■ Selected excerpt ■
##########
James Edward Stuart, the Old Pretender



On 4th February 1716 James Francis Edward Stuart abandoned his attempt to seize the crowns of England, Scotland and Ireland from the Hanoverian King George I. He is less well-known than his son (“Bonnie Prince Charlie”) although history knows them as the Old Pretender and Young Pretender, respectively.

The Two Pretenders

The 1716 event was the second abortive mission by James Francis Edward Stuart to restore the Stuart line, but it would be another thirty years or so before his son, Charles Edward Stuart, would try again (and also fail) on his behalf.

“Bonnie Prince Charlie” is better known than his father, partly because he posed a much greater threat to the Hanoverian establishment but also because of the stories that have grown up around the “Young Chevalier” and songs such as the “Skye Boat Song” that tell of his adventures. By contrast, the story of the Old Pretender is not often told. One very good reason for this is that there is not much to tell!

The Stuart succession

James Edward Stuart was only six months old when his father, King James II, was forced into exile in France during the “Glorious Revolution” of 1688. The throne was offered by Parliament to James’s daughter Mary and her husband William of Orange, although the rules of succession should have preferred James Edward, as he was his father’s only male heir.
##########
■ Requirement 1 ■
Answer these from the passage on the Old Pretender:
(a) On what date did James Francis Edward Stuart abandon his attempt to seize the crowns?
(b) How old was James Edward Stuart when his father was forced into exile?
(c) Which song is named as telling of the adventures of "Bonnie Prince Charlie"?
■ Requirement 2 ■
In the records, take the lines from the line with "Target: orange flame" up to and including the last line of the records. Give them as a Markdown table with the columns n and Line, where n is the row number, and leave out any blank lines.
The text and the records are separate material and have nothing to do with each other.
##########
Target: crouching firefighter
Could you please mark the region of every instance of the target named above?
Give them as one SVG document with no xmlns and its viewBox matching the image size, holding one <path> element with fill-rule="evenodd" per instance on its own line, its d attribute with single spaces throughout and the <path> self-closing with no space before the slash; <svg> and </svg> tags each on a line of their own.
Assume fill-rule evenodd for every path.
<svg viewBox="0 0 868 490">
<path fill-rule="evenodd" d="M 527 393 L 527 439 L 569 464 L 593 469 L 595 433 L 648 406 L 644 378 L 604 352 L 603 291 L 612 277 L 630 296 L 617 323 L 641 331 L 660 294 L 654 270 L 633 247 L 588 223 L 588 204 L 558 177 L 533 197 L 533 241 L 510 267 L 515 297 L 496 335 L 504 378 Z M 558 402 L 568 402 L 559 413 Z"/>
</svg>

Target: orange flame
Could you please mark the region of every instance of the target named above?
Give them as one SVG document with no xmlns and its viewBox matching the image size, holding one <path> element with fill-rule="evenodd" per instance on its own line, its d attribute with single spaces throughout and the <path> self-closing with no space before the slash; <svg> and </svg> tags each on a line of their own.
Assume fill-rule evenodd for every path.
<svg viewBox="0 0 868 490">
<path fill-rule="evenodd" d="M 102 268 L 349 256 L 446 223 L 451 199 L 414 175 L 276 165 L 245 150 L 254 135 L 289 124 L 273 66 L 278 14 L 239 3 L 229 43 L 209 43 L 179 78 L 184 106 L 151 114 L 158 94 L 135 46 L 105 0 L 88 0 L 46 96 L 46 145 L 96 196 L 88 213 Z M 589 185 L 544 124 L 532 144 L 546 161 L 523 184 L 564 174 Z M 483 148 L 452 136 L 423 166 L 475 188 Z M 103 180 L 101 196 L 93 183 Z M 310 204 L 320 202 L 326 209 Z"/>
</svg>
##########
■ Task solution 1 ■
(a) 4th February 1716
(b) Six months old
(c) The "Skye Boat Song"

■ Task solution 2 ■
| n | Line |
|---|---|
| 1 | Target: orange flame |
| 2 | Could you please mark the region of every instance of the target named above? |
| 3 | Give them as one SVG document with no xmlns and its viewBox matching the image size, holding one <path> element with fill-rule="evenodd" per instance on its own line, its d attribute with single spaces throughout and the <path> self-closing with no space before the slash; <svg> and </svg> tags each on a line of their own. |
| 4 | Assume fill-rule evenodd for every path. |
| 5 | <svg viewBox="0 0 868 490"> |
| 6 | <path fill-rule="evenodd" d="M 102 268 L 349 256 L 446 223 L 451 199 L 414 175 L 276 165 L 245 150 L 254 135 L 289 124 L 273 66 L 278 14 L 239 3 L 229 43 L 209 43 L 179 78 L 184 106 L 151 114 L 158 94 L 135 46 L 105 0 L 88 0 L 46 96 L 46 145 L 96 196 L 88 213 Z M 589 185 L 544 124 L 532 144 L 546 161 L 523 184 L 564 174 Z M 483 148 L 452 136 L 423 166 L 475 188 Z M 103 180 L 101 196 L 93 183 Z M 310 204 L 320 202 L 326 209 Z"/> |
| 7 | </svg> |